- TASK GOAL
List every line of the rows below that contains the string "ceiling", treating uppercase and lowercase as different.

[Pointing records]
****************

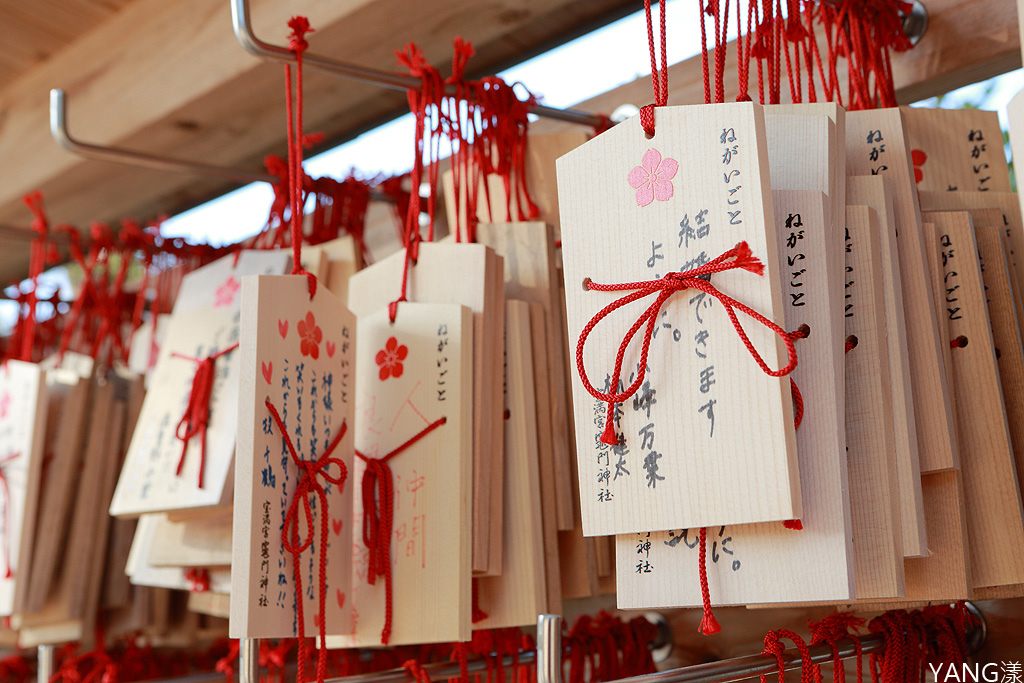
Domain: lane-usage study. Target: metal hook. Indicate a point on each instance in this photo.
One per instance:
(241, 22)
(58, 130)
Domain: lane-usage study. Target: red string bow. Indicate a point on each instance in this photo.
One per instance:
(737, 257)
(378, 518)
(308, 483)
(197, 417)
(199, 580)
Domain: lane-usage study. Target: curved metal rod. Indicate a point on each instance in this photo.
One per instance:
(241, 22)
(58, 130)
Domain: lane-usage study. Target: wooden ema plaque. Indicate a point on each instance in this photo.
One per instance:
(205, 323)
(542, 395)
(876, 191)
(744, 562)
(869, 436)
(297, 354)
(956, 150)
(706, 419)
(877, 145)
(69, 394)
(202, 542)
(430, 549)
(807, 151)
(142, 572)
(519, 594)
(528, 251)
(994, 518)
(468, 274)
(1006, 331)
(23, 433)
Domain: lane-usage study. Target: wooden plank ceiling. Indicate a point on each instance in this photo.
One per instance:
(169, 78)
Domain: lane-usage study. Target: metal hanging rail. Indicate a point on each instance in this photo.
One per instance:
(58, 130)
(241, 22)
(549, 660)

****************

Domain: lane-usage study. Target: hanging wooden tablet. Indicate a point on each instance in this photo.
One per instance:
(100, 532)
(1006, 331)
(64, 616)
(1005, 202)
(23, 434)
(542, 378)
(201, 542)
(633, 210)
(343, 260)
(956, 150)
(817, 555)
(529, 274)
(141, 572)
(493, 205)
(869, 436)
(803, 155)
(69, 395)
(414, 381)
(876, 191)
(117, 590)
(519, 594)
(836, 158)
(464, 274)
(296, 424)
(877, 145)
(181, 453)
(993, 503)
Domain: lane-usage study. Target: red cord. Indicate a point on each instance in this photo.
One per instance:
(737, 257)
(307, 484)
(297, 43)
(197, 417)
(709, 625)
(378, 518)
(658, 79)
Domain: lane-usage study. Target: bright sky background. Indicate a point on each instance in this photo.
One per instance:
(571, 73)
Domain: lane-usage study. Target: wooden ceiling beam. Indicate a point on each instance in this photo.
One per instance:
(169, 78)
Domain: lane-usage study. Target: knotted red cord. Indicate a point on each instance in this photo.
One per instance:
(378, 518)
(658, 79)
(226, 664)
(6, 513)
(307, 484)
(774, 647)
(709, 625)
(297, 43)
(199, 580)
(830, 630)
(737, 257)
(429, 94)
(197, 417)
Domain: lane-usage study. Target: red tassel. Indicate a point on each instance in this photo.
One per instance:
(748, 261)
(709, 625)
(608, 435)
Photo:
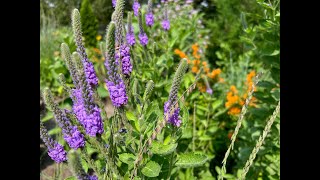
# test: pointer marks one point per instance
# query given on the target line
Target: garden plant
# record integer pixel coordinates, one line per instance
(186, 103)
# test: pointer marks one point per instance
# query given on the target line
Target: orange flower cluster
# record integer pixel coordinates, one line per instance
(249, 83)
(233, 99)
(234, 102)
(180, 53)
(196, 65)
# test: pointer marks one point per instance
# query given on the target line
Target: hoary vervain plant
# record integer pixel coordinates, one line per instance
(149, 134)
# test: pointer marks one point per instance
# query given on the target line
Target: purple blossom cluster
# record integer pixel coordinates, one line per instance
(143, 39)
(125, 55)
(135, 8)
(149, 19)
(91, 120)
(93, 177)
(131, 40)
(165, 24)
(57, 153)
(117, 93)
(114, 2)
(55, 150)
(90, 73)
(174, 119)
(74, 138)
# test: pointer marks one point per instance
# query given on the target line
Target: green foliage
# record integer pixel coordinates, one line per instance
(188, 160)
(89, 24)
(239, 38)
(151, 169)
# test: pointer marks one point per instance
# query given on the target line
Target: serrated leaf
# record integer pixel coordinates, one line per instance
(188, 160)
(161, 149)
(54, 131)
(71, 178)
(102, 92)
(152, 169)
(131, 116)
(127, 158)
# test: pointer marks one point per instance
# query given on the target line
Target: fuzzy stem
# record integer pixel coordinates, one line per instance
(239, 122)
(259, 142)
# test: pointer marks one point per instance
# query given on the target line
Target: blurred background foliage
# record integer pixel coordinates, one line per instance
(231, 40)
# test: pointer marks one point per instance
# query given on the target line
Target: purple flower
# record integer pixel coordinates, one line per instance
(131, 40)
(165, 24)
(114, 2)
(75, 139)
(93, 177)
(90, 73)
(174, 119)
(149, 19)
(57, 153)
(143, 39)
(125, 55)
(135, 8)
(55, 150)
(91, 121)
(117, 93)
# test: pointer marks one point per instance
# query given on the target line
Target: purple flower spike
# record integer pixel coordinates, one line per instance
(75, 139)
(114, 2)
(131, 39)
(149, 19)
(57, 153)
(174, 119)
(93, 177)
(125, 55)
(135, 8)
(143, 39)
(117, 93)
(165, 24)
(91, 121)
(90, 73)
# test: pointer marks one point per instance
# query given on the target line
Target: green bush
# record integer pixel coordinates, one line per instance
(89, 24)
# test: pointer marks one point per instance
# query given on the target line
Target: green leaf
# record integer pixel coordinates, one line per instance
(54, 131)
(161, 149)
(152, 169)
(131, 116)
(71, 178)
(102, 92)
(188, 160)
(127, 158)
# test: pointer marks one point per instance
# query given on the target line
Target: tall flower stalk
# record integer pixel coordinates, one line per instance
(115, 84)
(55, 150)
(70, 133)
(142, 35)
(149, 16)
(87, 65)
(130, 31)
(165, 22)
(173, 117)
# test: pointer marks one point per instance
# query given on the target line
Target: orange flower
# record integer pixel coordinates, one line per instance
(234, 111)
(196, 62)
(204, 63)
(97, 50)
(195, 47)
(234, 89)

****************

- SOLUTION TO THIS EXERCISE
Domain: lane-usage study. Target: wooden plank ceiling. Indicate a point on each instance in this photo.
Domain: lane-usage study. Target: wooden ceiling beam. Indicate a point on each instance in this photo.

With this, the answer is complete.